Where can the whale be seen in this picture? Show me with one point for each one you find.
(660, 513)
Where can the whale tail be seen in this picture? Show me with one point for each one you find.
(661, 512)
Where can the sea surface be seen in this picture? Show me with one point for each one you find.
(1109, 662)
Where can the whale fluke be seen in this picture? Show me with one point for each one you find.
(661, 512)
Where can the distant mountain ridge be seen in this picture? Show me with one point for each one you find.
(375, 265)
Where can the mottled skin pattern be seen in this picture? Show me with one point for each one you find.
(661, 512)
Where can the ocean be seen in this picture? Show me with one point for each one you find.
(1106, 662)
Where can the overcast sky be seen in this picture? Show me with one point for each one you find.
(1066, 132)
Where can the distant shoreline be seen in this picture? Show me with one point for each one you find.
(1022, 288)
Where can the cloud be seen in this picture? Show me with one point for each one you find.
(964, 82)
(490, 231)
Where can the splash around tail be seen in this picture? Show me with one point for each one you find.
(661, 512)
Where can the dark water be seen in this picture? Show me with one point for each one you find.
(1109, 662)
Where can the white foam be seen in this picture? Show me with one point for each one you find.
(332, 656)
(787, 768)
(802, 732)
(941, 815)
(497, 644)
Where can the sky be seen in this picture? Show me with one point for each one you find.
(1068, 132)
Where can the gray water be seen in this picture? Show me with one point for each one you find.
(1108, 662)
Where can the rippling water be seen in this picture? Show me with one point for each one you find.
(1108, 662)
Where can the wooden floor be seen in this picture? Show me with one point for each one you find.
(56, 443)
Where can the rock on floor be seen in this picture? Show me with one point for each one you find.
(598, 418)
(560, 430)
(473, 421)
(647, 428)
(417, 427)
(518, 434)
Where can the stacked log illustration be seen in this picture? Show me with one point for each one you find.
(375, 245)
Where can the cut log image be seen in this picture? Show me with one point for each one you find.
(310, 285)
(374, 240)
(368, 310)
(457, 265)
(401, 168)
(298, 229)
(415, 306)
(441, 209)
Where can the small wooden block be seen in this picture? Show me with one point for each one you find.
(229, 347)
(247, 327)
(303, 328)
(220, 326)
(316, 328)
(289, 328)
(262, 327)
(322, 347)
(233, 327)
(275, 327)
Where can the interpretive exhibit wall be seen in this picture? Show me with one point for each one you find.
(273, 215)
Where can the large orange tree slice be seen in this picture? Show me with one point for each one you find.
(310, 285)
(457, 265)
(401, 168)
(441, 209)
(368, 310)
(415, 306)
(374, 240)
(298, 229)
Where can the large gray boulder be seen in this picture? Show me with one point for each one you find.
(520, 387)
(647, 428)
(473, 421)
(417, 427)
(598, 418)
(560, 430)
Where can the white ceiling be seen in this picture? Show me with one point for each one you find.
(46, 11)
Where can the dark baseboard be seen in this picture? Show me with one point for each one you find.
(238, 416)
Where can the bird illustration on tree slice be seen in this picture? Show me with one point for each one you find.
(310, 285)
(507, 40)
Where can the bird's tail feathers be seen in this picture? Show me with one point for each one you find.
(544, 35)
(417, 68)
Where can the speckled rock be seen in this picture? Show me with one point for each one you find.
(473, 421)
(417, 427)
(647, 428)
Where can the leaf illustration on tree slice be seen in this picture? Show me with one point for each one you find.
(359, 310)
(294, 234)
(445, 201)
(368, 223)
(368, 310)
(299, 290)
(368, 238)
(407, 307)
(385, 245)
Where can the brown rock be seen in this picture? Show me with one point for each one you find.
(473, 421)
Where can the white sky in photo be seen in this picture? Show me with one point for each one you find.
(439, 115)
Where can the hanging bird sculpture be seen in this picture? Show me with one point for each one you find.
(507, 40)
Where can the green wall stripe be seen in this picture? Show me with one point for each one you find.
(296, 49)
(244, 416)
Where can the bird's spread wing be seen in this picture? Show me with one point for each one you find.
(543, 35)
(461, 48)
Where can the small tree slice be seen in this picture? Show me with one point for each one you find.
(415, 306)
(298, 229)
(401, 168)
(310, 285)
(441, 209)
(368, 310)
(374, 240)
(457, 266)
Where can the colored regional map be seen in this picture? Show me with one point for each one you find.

Work request → The complete listing above is to be output again exactly.

Solved exercise →
Where can the whale be seen in this picture? Show me with one point for each one you find.
(660, 513)
Where can the whale tail be seen in this picture? Show me with one point for each one you find.
(661, 512)
Where can the sea surface be seen in this picture? Show me with one point for each one you find.
(1109, 662)
Where can the whale fluke be seen in this picture? Show me with one point for each one you find.
(661, 512)
Where can the distant mountain ridge be seen in this picture? Show me with one point for each one you find.
(375, 265)
Where can the mottled skin pattern be seen in this picture? Show me with one point for each one you find.
(661, 512)
Where can the ocean be seen in this picture? Show me with one point for each one you find.
(1106, 662)
Where can the overcast sky be seen in this picture? Show me with one point for each one you find.
(1066, 132)
Where can the distant shoreline be seen in this picture? Show me with one point for each one you find.
(1022, 288)
Where can the cloud be seen in this picture? Show me with one point for each one you find.
(964, 82)
(490, 231)
Where can the splash around tail be seen in this picture? Show me with one point for each one you find.
(661, 512)
Where can the dark water be seen in this picture? Show me with one point for each one you find.
(1109, 662)
Where can the white foam be seen in this picture? Show me with one point for each one you find.
(332, 656)
(787, 768)
(802, 732)
(941, 815)
(497, 644)
Where can the sky be seen in this picture? Show me with one point for each one you find.
(1068, 132)
Where can the gray water be seen in this picture? Show me with one point for each one you find.
(1108, 662)
Where can the rippling water be seen in this picture? Show me with one point for each one you find.
(1108, 662)
Where can the wooden floor be seen in this picture? Show me with one point for each one you find.
(56, 443)
Where can the rock on floor be seen in this picture? Show me with one point for each one you find.
(598, 418)
(560, 430)
(473, 421)
(647, 428)
(417, 427)
(518, 434)
Where can the stacked log illustration be seen in this picture? Show me with one point for each one you find.
(375, 245)
Where can the cut log image be seen in this picture? Show me with one point for each one you find.
(310, 285)
(374, 240)
(368, 310)
(457, 265)
(401, 168)
(298, 229)
(415, 306)
(441, 209)
Where can the small wooden block be seen in this picture? Show me with one point for each one you find.
(229, 347)
(247, 327)
(303, 328)
(220, 326)
(316, 328)
(289, 328)
(262, 327)
(322, 347)
(233, 327)
(275, 327)
Where can the interpretive exhibit wall be seen in this picture? Show me with one point for each one you find.
(273, 215)
Where can the large orange tree slice be seen in this picture? Show me with one point for each one you find.
(310, 285)
(457, 265)
(401, 168)
(441, 209)
(368, 310)
(415, 306)
(374, 240)
(298, 229)
Where can the large gray boulder be seen in this picture? Show me with one point for each one you find.
(520, 387)
(647, 428)
(473, 421)
(417, 427)
(598, 418)
(560, 430)
Where can the white ceiling be seen in this picture? Show me with one point for each one you find.
(46, 11)
Where can the dark baseboard be seen in this picture? Show me with one point for each one you find.
(238, 416)
Where can the bird illustration on tree slice be seen in this picture? Show me with one point for each one you find.
(310, 285)
(507, 40)
Where can the bird's tail feathers be seen in this picture? Show me with one point for each one you find.
(544, 35)
(417, 68)
Where can the speckled rock be seen in this picture? Show me with one point for each one you find.
(473, 421)
(417, 427)
(647, 428)
Where can the leaf illustration on tree slice be seen in this picture? Show me with one point for each one you find.
(359, 310)
(294, 234)
(445, 201)
(368, 223)
(368, 310)
(299, 290)
(368, 238)
(407, 307)
(385, 245)
Where can the brown rock be seen in this picture? Show me with one point for each one you find.
(473, 421)
Where can the white sky in photo be seen in this picture? Show me with one point for each one you find.
(439, 115)
Where can the hanging bird sculpture be seen in this picture? Show me with one point for each one you find.
(507, 40)
Where can the green wall stripe be seen in this picture? Show me with one point for each one you find.
(296, 49)
(244, 416)
Where can the bird's spread wing be seen in this picture? Show me with one point for each one you find.
(543, 35)
(461, 48)
Where can the small tree slice be seen in this picture? Show me with one point for each one you find.
(415, 306)
(298, 229)
(401, 168)
(310, 285)
(441, 209)
(368, 310)
(374, 240)
(457, 266)
Where can the colored regional map be seen in this picture? Show me with one point for each one you find.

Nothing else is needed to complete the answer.